Auszug:
┌──

Guido hatte dann diese Melodie zu „Hey Ralph“ und hat dann aus Ermanglung eines Textes ein Telefongespräch, was er am Abend vorher hatte genutzt. Und das war mit seinem Kumpel Ralf und zu diesem hat Guido dann am Telefon wortwörtlich gesagt: „Hey Ralf, ich weiß dein Jahr war schlecht aber glaub mir mal in echt, das nächste das wird gut.“. Dann war das fertig und wir dachten, dass ist irgendwie total geil aber das können wir nicht machen, das ist ja schon fast Schlager…
Weißt du im Schlager heißen ja ganz viele Songs „Roswitha, Eva, Anita“… und so weiter. Jetzt haben wir auf einmal auch so einen Ralf dastehen. Aber dann haben wir gedacht, wenn wir das jetzt so richtig einbetten, mit dem klassischen Loser-Motiv, was ja einfach ein Punk-Motiv ist, dann geht das halt schon wieder! Das einzige was wir geändert haben ist, dass der Ralf den Guido kennt mit „f“ geschrieben wird und wir fanden dann mit „ph“ sieht schöner aus.

└──

Erfasste Daten:
┌──

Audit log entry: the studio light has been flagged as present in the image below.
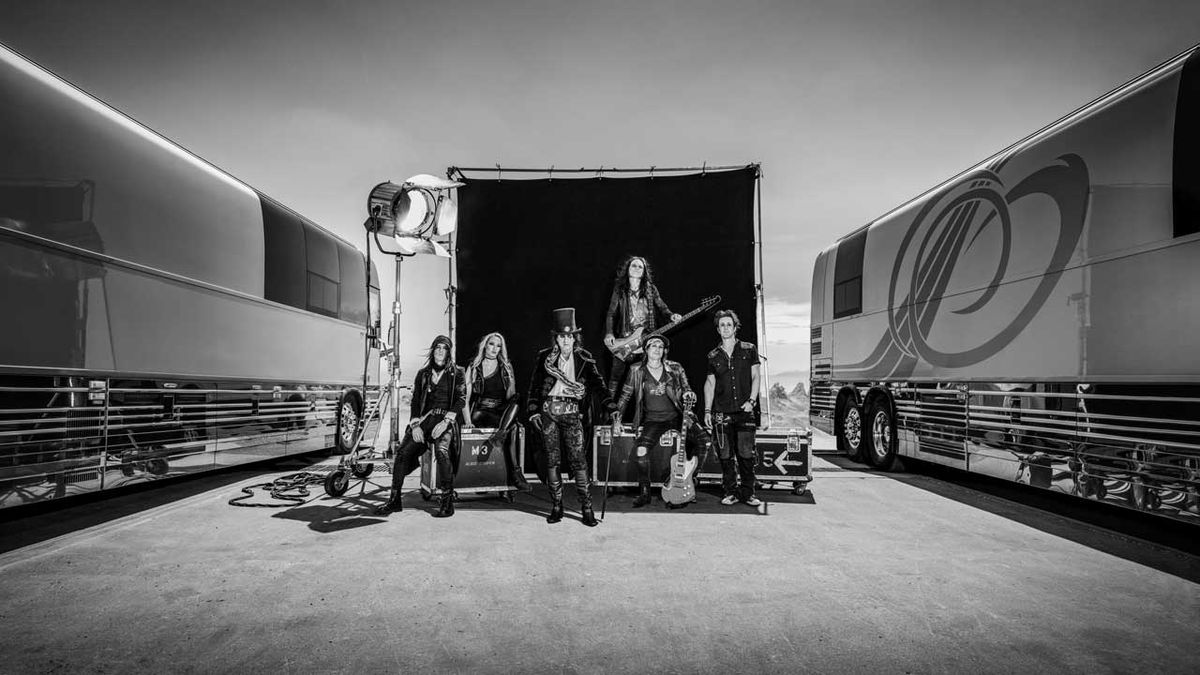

└──

Die Aufgaben:
**A.** Nenne alle Namen, die der Auszug als Beispiele für Titel von Schlagersongs anführt.
**B.** Gib an, was laut dem Auszug an der Schreibweise des Namens im Songtitel geändert wurde.

Lösungen:
**A.** Roswitha, Eva, Anita

**B.** Der Name wird mit „ph“ statt mit „f“ geschrieben, also „Ralph“ statt „Ralf“.